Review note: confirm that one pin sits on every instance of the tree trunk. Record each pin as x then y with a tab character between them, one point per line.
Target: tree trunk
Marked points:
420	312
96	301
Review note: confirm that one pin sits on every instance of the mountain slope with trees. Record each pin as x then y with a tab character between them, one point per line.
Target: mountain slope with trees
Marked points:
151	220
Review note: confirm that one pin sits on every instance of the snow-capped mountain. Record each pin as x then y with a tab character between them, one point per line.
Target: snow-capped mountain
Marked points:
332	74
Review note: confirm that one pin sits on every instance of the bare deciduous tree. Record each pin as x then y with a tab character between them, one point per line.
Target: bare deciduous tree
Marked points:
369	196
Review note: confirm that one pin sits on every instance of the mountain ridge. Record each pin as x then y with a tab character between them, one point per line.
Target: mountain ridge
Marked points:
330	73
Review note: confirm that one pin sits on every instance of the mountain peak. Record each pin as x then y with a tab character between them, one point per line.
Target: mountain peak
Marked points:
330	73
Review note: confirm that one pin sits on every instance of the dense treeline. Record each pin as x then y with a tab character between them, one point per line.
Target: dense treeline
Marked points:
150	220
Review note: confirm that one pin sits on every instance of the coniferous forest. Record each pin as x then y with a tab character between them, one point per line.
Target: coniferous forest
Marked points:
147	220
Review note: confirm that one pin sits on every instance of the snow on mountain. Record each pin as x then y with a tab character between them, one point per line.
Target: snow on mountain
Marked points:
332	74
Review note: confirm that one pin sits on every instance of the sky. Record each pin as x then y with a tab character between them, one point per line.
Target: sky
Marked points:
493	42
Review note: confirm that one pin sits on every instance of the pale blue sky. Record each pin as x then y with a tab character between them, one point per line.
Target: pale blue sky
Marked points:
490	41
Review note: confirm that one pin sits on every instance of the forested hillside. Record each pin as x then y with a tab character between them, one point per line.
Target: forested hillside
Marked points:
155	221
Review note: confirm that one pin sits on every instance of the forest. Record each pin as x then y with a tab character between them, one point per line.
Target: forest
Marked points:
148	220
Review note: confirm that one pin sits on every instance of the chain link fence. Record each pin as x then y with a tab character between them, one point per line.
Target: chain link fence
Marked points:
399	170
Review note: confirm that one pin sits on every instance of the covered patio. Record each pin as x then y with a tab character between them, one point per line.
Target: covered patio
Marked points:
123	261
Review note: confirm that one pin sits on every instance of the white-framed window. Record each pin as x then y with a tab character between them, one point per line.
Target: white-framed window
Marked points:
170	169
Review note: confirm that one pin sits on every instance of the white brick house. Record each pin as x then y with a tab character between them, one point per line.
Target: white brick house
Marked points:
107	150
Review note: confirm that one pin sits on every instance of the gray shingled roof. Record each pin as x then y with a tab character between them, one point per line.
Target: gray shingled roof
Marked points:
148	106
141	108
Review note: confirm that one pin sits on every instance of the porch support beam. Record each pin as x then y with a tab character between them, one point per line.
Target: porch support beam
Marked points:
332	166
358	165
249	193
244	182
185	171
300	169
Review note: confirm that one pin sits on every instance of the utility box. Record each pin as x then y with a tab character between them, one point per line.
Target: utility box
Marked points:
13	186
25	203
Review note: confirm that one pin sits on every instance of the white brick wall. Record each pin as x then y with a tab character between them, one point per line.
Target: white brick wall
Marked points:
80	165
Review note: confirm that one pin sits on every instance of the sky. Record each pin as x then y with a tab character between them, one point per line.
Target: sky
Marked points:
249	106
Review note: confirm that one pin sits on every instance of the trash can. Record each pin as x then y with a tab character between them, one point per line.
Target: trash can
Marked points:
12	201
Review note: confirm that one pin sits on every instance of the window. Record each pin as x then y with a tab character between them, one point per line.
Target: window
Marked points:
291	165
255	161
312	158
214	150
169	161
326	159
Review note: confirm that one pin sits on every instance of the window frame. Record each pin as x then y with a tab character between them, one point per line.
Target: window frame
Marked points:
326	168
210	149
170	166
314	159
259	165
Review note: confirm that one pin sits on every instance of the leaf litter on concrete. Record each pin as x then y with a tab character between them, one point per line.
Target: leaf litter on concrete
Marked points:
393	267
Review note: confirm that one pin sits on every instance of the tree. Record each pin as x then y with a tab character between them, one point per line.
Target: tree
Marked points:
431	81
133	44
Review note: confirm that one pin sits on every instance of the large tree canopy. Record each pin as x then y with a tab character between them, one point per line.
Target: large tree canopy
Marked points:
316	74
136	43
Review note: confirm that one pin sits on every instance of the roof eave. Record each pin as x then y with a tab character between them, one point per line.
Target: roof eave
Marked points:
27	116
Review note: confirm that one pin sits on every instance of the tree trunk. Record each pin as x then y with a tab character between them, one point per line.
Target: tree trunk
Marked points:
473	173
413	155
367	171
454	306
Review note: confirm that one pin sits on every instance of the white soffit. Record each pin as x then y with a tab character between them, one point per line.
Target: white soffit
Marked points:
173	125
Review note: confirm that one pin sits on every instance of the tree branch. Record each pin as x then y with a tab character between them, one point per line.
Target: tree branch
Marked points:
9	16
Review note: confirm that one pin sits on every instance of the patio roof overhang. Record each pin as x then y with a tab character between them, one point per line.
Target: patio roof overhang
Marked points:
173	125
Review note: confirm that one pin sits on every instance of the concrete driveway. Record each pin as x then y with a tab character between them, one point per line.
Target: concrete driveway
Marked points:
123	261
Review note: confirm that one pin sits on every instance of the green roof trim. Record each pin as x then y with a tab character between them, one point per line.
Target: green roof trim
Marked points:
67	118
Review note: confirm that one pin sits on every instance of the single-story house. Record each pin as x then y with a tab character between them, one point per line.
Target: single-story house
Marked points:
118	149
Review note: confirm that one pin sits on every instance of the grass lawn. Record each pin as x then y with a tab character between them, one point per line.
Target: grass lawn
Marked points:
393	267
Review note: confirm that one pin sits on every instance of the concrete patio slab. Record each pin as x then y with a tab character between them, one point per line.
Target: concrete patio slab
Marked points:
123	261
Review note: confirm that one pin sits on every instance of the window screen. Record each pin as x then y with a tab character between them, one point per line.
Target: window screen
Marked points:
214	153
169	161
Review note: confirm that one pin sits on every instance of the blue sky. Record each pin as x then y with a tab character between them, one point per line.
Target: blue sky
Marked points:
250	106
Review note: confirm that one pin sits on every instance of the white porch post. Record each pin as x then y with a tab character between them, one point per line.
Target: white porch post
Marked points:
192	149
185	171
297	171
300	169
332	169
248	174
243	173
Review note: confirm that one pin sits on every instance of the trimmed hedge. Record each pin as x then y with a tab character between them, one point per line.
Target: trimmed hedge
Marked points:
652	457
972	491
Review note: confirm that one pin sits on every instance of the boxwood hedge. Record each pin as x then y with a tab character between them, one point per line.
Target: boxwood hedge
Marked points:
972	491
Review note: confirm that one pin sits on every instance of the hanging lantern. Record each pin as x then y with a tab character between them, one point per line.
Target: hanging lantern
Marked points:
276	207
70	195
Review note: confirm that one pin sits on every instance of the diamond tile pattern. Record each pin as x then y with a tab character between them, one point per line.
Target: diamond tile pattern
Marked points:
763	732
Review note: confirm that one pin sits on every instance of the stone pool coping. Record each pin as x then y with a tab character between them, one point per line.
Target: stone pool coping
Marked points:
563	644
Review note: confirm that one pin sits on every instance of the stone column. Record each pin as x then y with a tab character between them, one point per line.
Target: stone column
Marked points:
--*--
▶ [AIM OF THE TASK]: Word for word, write out all of the data above.

▶ [EXERCISE ANSWER]:
Review note: confirm that one pin sits on every instance of the tree trunk. Record each pin as x then y with a tab character between them, one point per line.
Target: tree trunk
Marked points:
420	312
96	301
Review note: confirm that one pin sits on every instance of the mountain slope with trees. Record each pin as x then y with a tab character between them, one point per line.
Target: mountain slope with trees
Marked points:
151	220
Review note: confirm that one pin sits on every instance of the snow-capped mountain. Record each pin as x then y with a tab character between them, one point per line.
Target: snow-capped mountain
Marked points:
332	74
Review note: confirm that one pin sits on every instance of the bare deciduous tree. Record each pin as x then y with a tab character between them, one point per line.
Target: bare deciduous tree
Marked points:
369	196
Review note: confirm that one pin sits on every instance of the mountain ridge. Record each pin as x then y with a tab character between them, one point per line.
Target: mountain ridge
Marked points:
330	73
Review note: confirm that one pin sits on every instance of the mountain peak. Record each pin as x then y with a tab character between them, one point per line.
Target: mountain peak
Marked points:
330	73
Review note: confirm that one pin sits on every instance of the dense treeline. Record each pin as x then y with a tab character between them, one point per line.
Target: dense treeline
Marked points:
150	220
Review note: confirm that one pin sits on every instance of the coniferous forest. Record each pin as x then y with a tab character between them, one point per line.
Target: coniferous forest
Marked points:
147	220
Review note: confirm that one pin sits on every instance of the snow on mountain. Record each pin as x then y with a tab character between them, one point per line.
Target: snow on mountain
Marked points:
332	74
Review note: confirm that one pin sits on every instance of the sky. Record each pin as x then y with a tab character between them, one point per line.
Target: sky
Marked points:
493	42
Review note: confirm that one pin sits on every instance of the pale blue sky. Record each pin as x then y with a tab character between them, one point per line.
Target: pale blue sky
Marked points:
490	41
Review note: confirm that one pin sits on every instance of the forested hillside. Record each pin as x then y with a tab character between them, one point per line.
Target: forested hillside
Marked points:
155	221
Review note: confirm that one pin sits on every instance of the forest. Record each pin as x then y with a tab character between them, one point per line.
Target: forest
Marked points:
148	220
Review note: confirm that one pin sits on every instance of the chain link fence. Record each pin as x then y with a tab character between them, one point per line.
Target: chain link fence
Marked points:
399	170
Review note: confirm that one pin sits on every instance of the covered patio. Record each pin as x then y with a tab character between them, one point per line.
Target: covered patio
Marked points:
123	261
Review note: confirm that one pin sits on every instance of the white-framed window. Record each pin as x then y with a tab character between them, one point per line.
Target: white-framed window
Marked points:
170	169
Review note: confirm that one pin sits on every instance of the white brick house. Record each pin as x then y with a tab character between them, one point per line.
Target: white brick house
Marked points:
107	150
Review note: confirm that one pin sits on every instance of the gray shingled roof. Record each pin as x then y with a tab character between them, one point per line.
Target: gray shingled roof
Marked points:
148	106
141	108
Review note: confirm that one pin sits on every instance of the porch support beam. Record each pin as x then y with a tab character between them, one point per line.
Target: porch support beam
Marked points:
332	166
358	165
249	193
244	182
185	171
300	169
Review note: confirm that one pin sits on every instance of the utility box. Record each pin as x then y with a tab character between them, one point per line.
Target: utility box
Marked points:
13	186
25	203
Review note: confirm that one pin sits on every instance of the white brick wall. Record each pin as x then y with a tab character between them, one point per line.
Target: white brick wall
Marked points:
80	165
Review note: confirm that one pin sits on every instance of the sky. Record each pin as x then y with a tab character between them, one point per line.
Target: sky
Marked points:
249	106
Review note: confirm that one pin sits on every instance of the trash can. Record each pin as x then y with a tab character between them, one point per line.
Target: trash can
Marked points:
12	201
Review note: confirm that one pin sits on every instance of the window. Record each pin as x then y with a tab character between them, one point per line.
Target: window
Marked points:
291	165
255	161
312	158
214	150
169	161
326	159
Review note: confirm that one pin sits on every instance of the window frame. Record each pin as x then y with a tab character between them, one point per line.
Target: window frame
Marked points:
326	168
210	149
170	166
314	159
259	165
Review note: confirm that one pin sits on every instance of the leaf litter on concrete. Record each pin as x then y with a tab character between them, one point per line.
Target: leaf litter on concrete
Marked points:
393	267
Review note: confirm that one pin sits on every instance of the tree. Record each pin as x then y with a tab character between them, one point per line.
Target: tree
Marked points:
431	81
133	44
Review note: confirm that one pin sits on every instance of the large tree canopy. Record each pin as x then y with a tab character between them, one point per line.
Target: large tree canopy
Marked points:
316	74
136	43
Review note: confirm that one pin sits on every instance of the roof eave. Record each pin as x then y with a tab character between them, one point per line.
Target: roof eave
Marked points:
27	116
Review note: confirm that one pin sits on every instance of the tree trunk. Record each pin as x then y with a tab character between them, one point per line.
Target: tree trunk
Marked points:
473	173
413	155
367	171
454	306
Review note: confirm that one pin sits on every instance of the white soffit. Record each pin as x then y with a tab character between them, one point per line.
Target: white soffit
Marked points:
173	125
Review note: confirm that one pin sits on every instance of the tree branch. Record each pin as x then y with a tab character between them, one point per line.
Target: tree branch
Marked points:
9	16
Review note: confirm that one pin sits on every instance of the patio roof overhang. Record each pin as x then y with a tab character between them, one point per line.
Target: patio roof overhang
Marked points:
173	125
Review note: confirm that one pin sits on every instance of the concrete driveway. Record each pin as x then y with a tab character between them, one point per line.
Target: concrete driveway
Marked points:
123	261
Review note: confirm that one pin sits on every instance of the green roof trim. Record each pin as x then y with a tab character between them, one point per line.
Target: green roof trim
Marked points:
67	118
Review note: confirm that one pin sits on every instance of the single-story house. Record each pin as x then y with a tab character between them, one point per line.
Target: single-story house
Marked points:
118	149
Review note: confirm that one pin sits on every instance of the grass lawn. Record each pin as x then y with a tab character between them, one point per line.
Target: grass lawn
Marked points:
393	267
Review note: confirm that one pin sits on every instance of the concrete patio slab. Record each pin as x then y with a tab character between them, one point per line.
Target: concrete patio slab
Marked points:
123	261
Review note: confirm that one pin sits on every instance of the window screen. Record each pin as x then y with a tab character between them, one point per line.
Target: window screen
Marked points:
214	153
169	161
Review note: confirm that one pin sits on every instance of the blue sky. Record each pin as x then y with a tab character between them, one point per line.
Target: blue sky
Marked points:
250	106
Review note: confirm that one pin sits on every instance of the white porch post. Record each pin as x then y with a tab character between them, one point per line.
Target: white porch post
Marked points:
192	149
185	171
297	171
300	169
332	169
248	174
243	173
Review note: confirm that one pin sits on every instance of the trimmed hedge. Record each pin as x then y with a tab character between them, one point per line.
Target: trimmed hedge
Marked points:
652	457
972	491
Review note: confirm that one pin sits on every instance of the boxwood hedge. Record each pin as x then y with a tab character between them, one point per line.
Target: boxwood hedge
Marked points:
972	491
Review note: confirm that one pin sits on every instance of the hanging lantern. Record each pin as x then y with a tab character between them, one point per line.
Target: hanging lantern
Marked points:
276	207
70	195
Review note: confirm that one pin sits on every instance of the diamond tile pattern. Record each pin as x then y with a tab character between them, one point per line.
Target: diamond tile pattern
Marked points:
763	732
Review note: confirm that one pin sits on every instance of the stone pool coping. Record each pin as x then y with a tab character between them, one point per line.
Target: stone pool coping
Marked points:
563	644
Review note: confirm that one pin sits on every instance of the stone column. Record each pin as x then y with a tab character between them, one point per line.
Target: stone column
Marked points:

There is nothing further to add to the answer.